▶ _Task to complete_
Identify every line in the records below that contains the word "dark", and copy each of those lines.
BEGIN Records supplied
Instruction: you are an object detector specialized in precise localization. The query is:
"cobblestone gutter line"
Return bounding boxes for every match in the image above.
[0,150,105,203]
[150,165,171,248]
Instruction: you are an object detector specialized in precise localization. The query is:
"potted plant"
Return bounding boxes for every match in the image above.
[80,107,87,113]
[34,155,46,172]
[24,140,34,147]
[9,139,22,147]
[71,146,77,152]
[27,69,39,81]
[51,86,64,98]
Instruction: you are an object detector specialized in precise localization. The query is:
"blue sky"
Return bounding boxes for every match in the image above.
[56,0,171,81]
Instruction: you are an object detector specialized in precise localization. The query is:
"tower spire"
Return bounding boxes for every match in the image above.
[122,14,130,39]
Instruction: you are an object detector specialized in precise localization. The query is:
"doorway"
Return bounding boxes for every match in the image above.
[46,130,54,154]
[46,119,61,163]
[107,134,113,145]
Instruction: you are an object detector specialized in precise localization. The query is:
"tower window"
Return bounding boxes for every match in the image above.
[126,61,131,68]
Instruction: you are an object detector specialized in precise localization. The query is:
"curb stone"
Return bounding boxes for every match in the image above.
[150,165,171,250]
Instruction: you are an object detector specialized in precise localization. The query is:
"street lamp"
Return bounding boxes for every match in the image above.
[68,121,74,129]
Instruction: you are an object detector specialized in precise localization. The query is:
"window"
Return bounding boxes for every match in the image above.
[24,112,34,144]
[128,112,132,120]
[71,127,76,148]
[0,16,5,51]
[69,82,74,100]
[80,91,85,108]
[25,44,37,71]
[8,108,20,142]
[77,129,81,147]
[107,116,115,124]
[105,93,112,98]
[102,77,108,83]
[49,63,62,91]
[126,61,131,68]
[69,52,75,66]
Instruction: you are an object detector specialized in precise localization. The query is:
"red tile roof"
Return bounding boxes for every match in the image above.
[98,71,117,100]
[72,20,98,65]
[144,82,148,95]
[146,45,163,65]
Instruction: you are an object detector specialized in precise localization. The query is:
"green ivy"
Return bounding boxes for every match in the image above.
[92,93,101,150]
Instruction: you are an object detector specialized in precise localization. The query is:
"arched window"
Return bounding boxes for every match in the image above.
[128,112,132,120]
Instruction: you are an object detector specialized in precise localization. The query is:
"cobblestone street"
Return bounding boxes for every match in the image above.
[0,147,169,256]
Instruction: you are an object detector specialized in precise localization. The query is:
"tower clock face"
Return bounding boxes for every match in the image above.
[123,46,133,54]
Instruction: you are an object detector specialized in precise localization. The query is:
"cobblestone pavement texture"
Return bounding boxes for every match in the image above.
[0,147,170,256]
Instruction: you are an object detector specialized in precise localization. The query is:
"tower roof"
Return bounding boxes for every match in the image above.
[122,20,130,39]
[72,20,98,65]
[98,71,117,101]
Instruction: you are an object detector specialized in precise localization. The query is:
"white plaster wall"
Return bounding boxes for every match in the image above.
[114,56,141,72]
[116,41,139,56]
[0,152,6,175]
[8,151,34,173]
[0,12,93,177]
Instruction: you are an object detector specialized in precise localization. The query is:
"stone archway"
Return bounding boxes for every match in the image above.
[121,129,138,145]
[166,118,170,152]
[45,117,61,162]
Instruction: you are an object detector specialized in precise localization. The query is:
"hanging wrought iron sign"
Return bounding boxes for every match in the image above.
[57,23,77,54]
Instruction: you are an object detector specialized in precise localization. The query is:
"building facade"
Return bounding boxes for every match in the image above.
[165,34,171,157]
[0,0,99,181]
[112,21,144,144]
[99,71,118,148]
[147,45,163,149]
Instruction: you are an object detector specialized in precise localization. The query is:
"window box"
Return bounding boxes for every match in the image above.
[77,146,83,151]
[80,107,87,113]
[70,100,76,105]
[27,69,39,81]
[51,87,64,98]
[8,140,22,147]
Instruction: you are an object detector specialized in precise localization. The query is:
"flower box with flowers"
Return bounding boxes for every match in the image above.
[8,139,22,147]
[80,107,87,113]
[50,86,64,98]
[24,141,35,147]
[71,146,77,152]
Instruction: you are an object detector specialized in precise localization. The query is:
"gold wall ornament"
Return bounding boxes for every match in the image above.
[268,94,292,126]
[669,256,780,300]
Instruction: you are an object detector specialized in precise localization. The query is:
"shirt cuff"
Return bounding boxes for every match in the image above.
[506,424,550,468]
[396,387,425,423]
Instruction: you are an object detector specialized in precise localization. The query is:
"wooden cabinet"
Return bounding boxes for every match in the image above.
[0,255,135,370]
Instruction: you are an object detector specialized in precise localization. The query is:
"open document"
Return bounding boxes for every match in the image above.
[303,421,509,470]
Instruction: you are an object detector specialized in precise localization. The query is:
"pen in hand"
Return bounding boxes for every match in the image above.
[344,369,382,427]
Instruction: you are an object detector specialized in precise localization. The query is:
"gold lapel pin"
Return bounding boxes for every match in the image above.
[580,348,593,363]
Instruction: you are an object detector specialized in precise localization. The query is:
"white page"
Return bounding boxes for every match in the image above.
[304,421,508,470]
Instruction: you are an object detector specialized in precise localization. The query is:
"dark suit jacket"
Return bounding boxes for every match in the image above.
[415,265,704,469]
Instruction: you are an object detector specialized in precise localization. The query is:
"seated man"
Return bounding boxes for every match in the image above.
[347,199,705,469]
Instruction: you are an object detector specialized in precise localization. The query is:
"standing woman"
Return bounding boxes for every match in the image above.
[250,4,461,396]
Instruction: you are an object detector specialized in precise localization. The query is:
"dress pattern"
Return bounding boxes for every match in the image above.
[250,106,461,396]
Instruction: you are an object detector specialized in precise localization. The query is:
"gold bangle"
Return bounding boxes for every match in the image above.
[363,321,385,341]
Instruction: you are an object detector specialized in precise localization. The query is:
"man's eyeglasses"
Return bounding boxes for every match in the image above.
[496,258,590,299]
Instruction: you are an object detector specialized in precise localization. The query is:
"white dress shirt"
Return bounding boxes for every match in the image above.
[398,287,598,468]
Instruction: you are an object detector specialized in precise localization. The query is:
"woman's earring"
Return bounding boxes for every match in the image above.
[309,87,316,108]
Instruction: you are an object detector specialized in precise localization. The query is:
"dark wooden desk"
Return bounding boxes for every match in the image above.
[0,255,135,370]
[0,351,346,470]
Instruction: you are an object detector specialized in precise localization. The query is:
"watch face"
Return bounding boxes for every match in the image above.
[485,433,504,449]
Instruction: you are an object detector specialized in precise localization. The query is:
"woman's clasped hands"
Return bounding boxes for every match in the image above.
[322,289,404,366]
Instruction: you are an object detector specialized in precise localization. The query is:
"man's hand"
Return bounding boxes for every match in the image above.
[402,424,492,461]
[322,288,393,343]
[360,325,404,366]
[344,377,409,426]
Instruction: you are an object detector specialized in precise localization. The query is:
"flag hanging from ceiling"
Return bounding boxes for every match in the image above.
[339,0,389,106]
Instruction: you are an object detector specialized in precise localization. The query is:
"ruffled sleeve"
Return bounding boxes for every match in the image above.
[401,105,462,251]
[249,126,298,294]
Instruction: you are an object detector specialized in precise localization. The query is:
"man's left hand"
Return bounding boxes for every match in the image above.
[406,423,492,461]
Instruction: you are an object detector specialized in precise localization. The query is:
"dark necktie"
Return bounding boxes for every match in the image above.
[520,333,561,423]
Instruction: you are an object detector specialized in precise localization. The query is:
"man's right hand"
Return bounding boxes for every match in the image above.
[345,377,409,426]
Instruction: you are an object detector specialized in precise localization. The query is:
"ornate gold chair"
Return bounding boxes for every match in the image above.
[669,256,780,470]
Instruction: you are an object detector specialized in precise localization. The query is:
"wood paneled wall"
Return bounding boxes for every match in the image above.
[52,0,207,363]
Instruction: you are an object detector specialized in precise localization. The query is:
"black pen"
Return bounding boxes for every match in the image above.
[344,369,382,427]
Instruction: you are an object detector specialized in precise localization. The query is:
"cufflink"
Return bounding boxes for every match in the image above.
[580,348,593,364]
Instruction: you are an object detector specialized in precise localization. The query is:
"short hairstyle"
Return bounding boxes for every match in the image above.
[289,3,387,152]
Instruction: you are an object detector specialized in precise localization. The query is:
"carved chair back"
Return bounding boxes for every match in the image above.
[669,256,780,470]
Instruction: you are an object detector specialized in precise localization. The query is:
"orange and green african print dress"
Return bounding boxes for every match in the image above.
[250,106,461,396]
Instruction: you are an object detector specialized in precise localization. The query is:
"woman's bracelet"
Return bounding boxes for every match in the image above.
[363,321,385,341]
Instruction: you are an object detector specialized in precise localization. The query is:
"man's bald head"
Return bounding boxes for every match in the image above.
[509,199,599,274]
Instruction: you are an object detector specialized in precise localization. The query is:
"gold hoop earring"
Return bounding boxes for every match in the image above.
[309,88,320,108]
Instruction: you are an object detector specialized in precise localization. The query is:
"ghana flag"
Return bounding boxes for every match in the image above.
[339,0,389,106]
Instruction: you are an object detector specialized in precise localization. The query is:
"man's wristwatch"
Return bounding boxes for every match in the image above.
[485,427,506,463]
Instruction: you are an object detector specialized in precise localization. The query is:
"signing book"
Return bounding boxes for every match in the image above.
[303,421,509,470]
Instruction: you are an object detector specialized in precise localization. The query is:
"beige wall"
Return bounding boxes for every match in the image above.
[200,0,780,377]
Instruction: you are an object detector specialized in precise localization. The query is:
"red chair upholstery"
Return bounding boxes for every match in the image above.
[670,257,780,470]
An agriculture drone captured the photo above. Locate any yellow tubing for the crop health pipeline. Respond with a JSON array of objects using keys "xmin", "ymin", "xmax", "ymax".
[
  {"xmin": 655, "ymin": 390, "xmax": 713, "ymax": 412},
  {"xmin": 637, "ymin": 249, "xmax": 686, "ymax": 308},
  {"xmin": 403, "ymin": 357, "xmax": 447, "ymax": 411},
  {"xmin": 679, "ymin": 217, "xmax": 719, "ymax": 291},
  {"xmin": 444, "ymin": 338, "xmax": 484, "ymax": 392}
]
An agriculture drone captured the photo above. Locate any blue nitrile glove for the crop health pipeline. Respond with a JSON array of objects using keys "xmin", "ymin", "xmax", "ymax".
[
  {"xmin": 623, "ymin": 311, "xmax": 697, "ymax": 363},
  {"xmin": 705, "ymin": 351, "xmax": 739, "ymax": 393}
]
END Records supplied
▶ _Correct answer_
"dark suit jacket"
"dark wooden desk"
"dark necktie"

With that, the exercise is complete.